The victims' families chose not to cooperate with Rother, but Gardner's mother, a psychiatric nurse, provided both access and candor. Much of "Lost Girls" tells of her desperate, ineffectual attempts to find help for her mentally troubled son as he spiraled downward.
Struggling for financial survival, caught in several rocky relationships, Gardner's mother, Cathy Osborn, took her son to various counselors and psychologists. By age 6, he was starting fires, taking mood-altering medication and seeing a psychologist. There were private schools, special programs in public schools, numerous kinds of medication, and a 60-day stay in a mental hospital for children in Northern California.
Periods of stability were often fleeting and gave rise to unrealistic hopes that he was cured. During one such period, Gardner was voted "Best Conversationalist" in his grade school class, "which was a proud moment for the family."
Finally, Osborn realized, "My child is not ever going to be functioning close to normal." Among other conditions, paranoia "became part of his lifelong persona," she said.
In the end, there is not a tidy explanation nor a psychiatric diagnosis that makes Gardner's sexual predation and violence wholly understandable. Instead readers are left with a chilling conclusion: There could be other Gardners-in-the-making, even in the safe-seeming suburbs of northern San Diego County where his victims, 14-year-old Amber Dubois and 17-year-old Chelsea King, lived happily and died horribly.
Gardner's upbringing was tumultuous and unstable — changes in address, changes in family situations — but hardly the Dickensian type of early life often associated with criminality. He was intelligent but hyperactive; he had an early interest in sex, and girls found him attractive; he learned quickly to take advantage of his size and strength.
In 1989, at age 10, Gardner spent six weeks in a medical facility run by UCLA. A doctor wrote that he often used force to "defend against feelings of abandonment, confusion, low self-esteem and lack of control in recent circumstances."
In 2000, Gardner was convicted of sexually assaulting a 13-year-old girl. His mother argues that the incident was overstated by the prosecutor and mishandled by the defense attorney; Rother digs into the facts, interviews everyone concerned, and lets the reader decide.

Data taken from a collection
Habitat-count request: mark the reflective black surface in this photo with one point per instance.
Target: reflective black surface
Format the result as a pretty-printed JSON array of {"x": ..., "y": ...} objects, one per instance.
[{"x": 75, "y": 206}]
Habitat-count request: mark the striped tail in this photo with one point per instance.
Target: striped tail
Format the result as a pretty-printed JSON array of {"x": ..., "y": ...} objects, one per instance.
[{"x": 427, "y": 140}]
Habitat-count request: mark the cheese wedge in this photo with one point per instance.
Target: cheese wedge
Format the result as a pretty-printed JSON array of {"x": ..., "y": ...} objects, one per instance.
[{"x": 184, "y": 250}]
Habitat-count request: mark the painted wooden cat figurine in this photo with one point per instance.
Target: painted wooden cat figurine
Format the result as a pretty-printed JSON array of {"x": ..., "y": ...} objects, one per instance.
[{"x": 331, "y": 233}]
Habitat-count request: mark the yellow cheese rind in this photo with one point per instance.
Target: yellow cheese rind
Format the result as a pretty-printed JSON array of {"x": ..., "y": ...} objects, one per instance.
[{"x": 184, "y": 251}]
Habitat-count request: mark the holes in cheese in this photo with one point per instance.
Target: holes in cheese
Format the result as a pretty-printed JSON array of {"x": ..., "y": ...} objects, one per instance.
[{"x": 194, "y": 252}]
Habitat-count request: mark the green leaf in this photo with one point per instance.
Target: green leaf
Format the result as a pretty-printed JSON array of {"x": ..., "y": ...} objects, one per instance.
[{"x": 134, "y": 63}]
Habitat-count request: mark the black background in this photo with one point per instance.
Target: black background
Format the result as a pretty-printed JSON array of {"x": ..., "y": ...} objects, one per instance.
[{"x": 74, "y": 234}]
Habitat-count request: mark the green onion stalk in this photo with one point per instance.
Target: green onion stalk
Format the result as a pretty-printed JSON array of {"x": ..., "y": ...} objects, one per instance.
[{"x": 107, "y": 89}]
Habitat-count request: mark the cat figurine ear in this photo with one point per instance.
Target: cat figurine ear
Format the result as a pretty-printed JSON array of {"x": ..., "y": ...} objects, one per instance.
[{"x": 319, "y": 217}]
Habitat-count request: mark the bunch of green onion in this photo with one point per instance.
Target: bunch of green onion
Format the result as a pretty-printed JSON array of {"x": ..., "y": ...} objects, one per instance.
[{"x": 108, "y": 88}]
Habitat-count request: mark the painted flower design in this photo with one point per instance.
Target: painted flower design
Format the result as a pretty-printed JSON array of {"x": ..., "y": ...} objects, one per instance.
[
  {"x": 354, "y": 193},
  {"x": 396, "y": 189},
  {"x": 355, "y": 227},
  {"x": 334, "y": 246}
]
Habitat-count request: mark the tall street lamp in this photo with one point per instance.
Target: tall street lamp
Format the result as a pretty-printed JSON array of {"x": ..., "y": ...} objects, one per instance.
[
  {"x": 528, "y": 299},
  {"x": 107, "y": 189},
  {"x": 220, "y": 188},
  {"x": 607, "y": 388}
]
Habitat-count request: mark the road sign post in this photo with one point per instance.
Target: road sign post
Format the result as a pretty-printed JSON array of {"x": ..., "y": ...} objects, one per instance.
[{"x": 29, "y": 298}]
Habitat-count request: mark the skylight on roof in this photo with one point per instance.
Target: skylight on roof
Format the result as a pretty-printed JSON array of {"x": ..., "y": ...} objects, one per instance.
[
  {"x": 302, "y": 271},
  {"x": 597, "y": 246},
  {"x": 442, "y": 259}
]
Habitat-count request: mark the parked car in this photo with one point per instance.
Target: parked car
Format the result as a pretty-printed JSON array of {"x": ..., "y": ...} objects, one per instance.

= QUESTIONS TO ANSWER =
(1) Summarize the passage about Gardner in two sentences.
(2) According to the passage about Gardner, what was he voted in his grade school class?
Base your answers solely on the passage about Gardner.

= ANSWERS TO THE TASKS =
(1) Gardner's mother, Cathy Osborn, a psychiatric nurse, made desperate but ineffectual attempts to help her troubled son through counselors, schools, medication and a hospital stay, yet his periods of stability were fleeting. No tidy explanation or diagnosis makes his sexual predation and violence wholly understandable, which leaves readers with the chilling conclusion that other Gardners-in-the-making could exist even in safe-seeming suburbs.

(2) "Best Conversationalist."